• KUTIPAN SUMBER
┌──
Sabtu, 07 Februari 2009

GELIAT CENDIKIAWAN DIGELANGGANG POLITIK KEKUASAAN

oleh Shaff Muhtamar
Adalah sebuah keberuntungan alamiah tersendiri bahwa Tuhan telah mengaruniahi kehidupan sejarah manusia dengan sosok-sosok individu yang memiliki kemampuan intlektual, moral dan religi. Keberadaan mereka membuat kehidupan manusia tetap ‘terkontrol’ dalam setiap gerak-gerak perjalanan sejarahnya. Semangat hidup dan pemikiran mereka yang unik dan otentik senantiasa menjadi nafas samannya. Dengan jiwa yang jernih dan tabiat yang tinggi, mereka seperti cahaya terang ditengah keremang-remangan harapan manusia.

Manusia yang secara fitrawih berkecenderungan pada kesempurnaan, baik dalam pengertiannya yang material maupun yang spritual, seringkali kecenderungan itu tidak dapat terwujud jika dalam kehidupan sosial tidak terdapat sistem atau individu yang mendukung harapan-harapan ideal itu. Artinya manusia senantiasa membutuhkan sesuatu diluar dirinya untuk sampai pada harapan atau cita-cita tertingginya.
└──
• PERINTAH A
Siapa nama penulis yang tercantum pada kutipan tentang cendekiawan di gelanggang politik kekuasaan?
Catatan yang menyusul tidak ada hubungannya dengan kutipan tersebut.

[Butir dari sebuah sumber data]
┌──
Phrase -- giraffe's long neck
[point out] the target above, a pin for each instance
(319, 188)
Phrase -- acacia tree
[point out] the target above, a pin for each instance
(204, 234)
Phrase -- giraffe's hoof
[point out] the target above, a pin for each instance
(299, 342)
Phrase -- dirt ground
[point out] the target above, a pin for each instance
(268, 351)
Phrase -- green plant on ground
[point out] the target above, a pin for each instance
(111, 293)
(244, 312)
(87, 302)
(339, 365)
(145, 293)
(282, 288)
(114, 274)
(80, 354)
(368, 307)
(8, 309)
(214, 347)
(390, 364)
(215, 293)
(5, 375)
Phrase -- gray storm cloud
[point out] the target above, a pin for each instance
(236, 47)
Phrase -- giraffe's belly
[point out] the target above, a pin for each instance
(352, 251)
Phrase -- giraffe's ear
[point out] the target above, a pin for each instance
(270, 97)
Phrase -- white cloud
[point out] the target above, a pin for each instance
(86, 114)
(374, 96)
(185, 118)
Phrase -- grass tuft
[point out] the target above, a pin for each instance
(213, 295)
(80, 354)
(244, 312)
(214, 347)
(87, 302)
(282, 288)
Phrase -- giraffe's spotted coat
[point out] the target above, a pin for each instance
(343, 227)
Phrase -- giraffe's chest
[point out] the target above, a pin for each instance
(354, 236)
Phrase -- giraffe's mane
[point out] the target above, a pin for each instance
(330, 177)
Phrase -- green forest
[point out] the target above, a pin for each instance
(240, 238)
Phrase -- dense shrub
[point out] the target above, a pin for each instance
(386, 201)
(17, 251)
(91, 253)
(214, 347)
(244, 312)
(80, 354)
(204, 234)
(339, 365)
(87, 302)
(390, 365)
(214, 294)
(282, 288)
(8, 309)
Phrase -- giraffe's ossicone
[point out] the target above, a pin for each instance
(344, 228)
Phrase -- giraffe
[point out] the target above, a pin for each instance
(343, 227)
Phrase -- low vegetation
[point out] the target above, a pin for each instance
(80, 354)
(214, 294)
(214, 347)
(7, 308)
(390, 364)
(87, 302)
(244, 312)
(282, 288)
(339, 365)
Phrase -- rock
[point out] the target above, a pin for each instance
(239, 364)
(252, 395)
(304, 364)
└──
• PERINTAH B
Keluarkan kembali tanpa perubahan semua baris catatan, mulai dari baris yang memuat "Phrase -- giraffe's ear" hingga baris terakhir catatan.

• JAWABAN LENGKAP A
Shaff Muhtamar.

• JAWABAN LENGKAP B
Phrase -- giraffe's ear
[point out] the target above, a pin for each instance
(270, 97)
Phrase -- white cloud
[point out] the target above, a pin for each instance
(86, 114)
(374, 96)
(185, 118)
Phrase -- grass tuft
[point out] the target above, a pin for each instance
(213, 295)
(80, 354)
(244, 312)
(214, 347)
(87, 302)
(282, 288)
Phrase -- giraffe's spotted coat
[point out] the target above, a pin for each instance
(343, 227)
Phrase -- giraffe's chest
[point out] the target above, a pin for each instance
(354, 236)
Phrase -- giraffe's mane
[point out] the target above, a pin for each instance
(330, 177)
Phrase -- green forest
[point out] the target above, a pin for each instance
(240, 238)
Phrase -- dense shrub
[point out] the target above, a pin for each instance
(386, 201)
(17, 251)
(91, 253)
(214, 347)
(244, 312)
(80, 354)
(204, 234)
(339, 365)
(87, 302)
(390, 365)
(214, 294)
(282, 288)
(8, 309)
Phrase -- giraffe's ossicone
[point out] the target above, a pin for each instance
(344, 228)
Phrase -- giraffe
[point out] the target above, a pin for each instance
(343, 227)
Phrase -- low vegetation
[point out] the target above, a pin for each instance
(80, 354)
(214, 294)
(214, 347)
(7, 308)
(390, 364)
(87, 302)
(244, 312)
(282, 288)
(339, 365)
Phrase -- rock
[point out] the target above, a pin for each instance
(239, 364)
(252, 395)
(304, 364)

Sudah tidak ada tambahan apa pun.